◆ Task item ◆
Without the pictures, write the listing out again exactly as it appears.

◆ Dataset records ◆
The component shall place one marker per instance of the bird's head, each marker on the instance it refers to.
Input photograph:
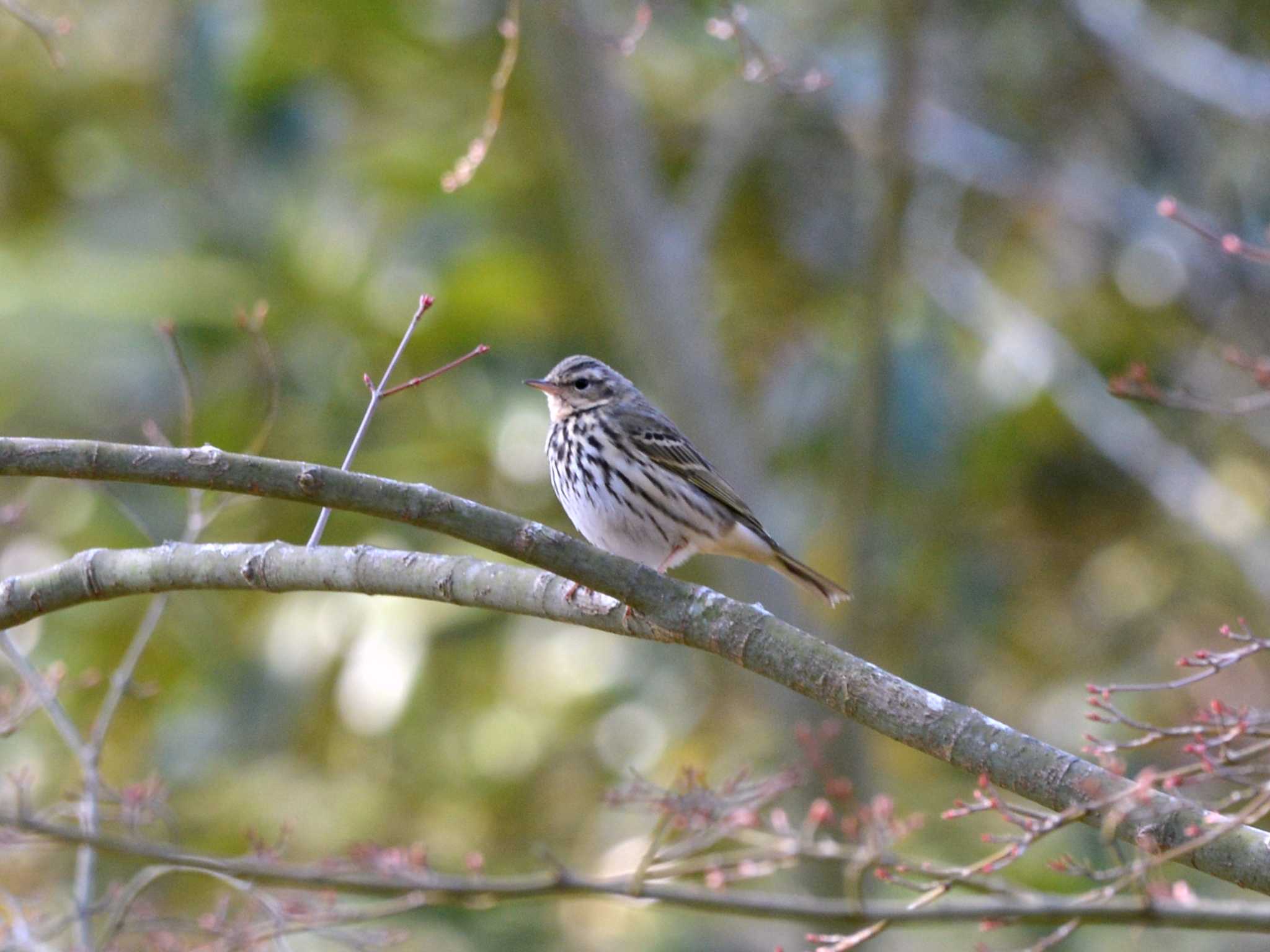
(582, 384)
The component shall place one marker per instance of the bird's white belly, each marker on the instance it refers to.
(607, 523)
(615, 506)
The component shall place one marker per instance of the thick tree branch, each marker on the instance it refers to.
(672, 611)
(442, 889)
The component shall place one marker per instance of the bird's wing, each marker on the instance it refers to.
(662, 442)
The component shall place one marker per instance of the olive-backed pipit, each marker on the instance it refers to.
(636, 487)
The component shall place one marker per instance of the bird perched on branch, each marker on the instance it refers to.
(636, 487)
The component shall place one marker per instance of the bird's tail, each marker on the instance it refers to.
(809, 578)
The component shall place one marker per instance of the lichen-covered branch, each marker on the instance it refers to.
(671, 610)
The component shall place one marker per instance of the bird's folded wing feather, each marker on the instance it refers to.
(668, 448)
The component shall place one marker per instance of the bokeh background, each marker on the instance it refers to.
(882, 289)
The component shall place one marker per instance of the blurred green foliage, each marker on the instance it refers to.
(195, 157)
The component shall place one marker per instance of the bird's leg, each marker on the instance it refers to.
(670, 558)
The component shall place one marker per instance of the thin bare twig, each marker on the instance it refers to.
(38, 685)
(1230, 243)
(414, 382)
(425, 304)
(466, 165)
(559, 881)
(47, 29)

◆ Task response ◆
The component shall place one marker per instance of the bird's head, each marker on the instance it refers to.
Input photograph:
(582, 384)
The component shall place one marker per instance of the bird's white belly, each marker on the instance it refers to.
(607, 523)
(615, 506)
The component shall place one marker per instance of the thick tree branch, each marker on the instance it refers to.
(672, 611)
(442, 889)
The component shall place one marker per instance of the bird's wing, each marker on the instance it refers to.
(662, 442)
The component shall place one marker per instance of the olive-backed pipit, each marker on the instance it refers to.
(636, 487)
The component shall place one marker per instance of the bird perched on branch, each marker on the instance it refers to.
(636, 487)
The component shall place one marker per instance of the bird's tail, each marker on the instance it refers to.
(809, 578)
The component shall place one marker per instance of the lichen-covered branch, each marker on the instance it refers to.
(671, 610)
The component shall place one marker per instance of the bird's folded wing feather, each marker on the instance it refers to.
(668, 448)
The component shall place one marker per instance of the bokeh background, each marker on the instance it refers to.
(882, 289)
The component shall place one marker per instance of the blurred green foliage, each marker on the instance it refers to.
(195, 157)
The component shall place one marker per instance of the bird's leg, each marker on the instance it refers to.
(670, 558)
The component shall place one marker per instance of the thin bare twig, each marker on the instance it refers to.
(38, 685)
(1230, 243)
(414, 382)
(425, 304)
(466, 165)
(559, 881)
(47, 29)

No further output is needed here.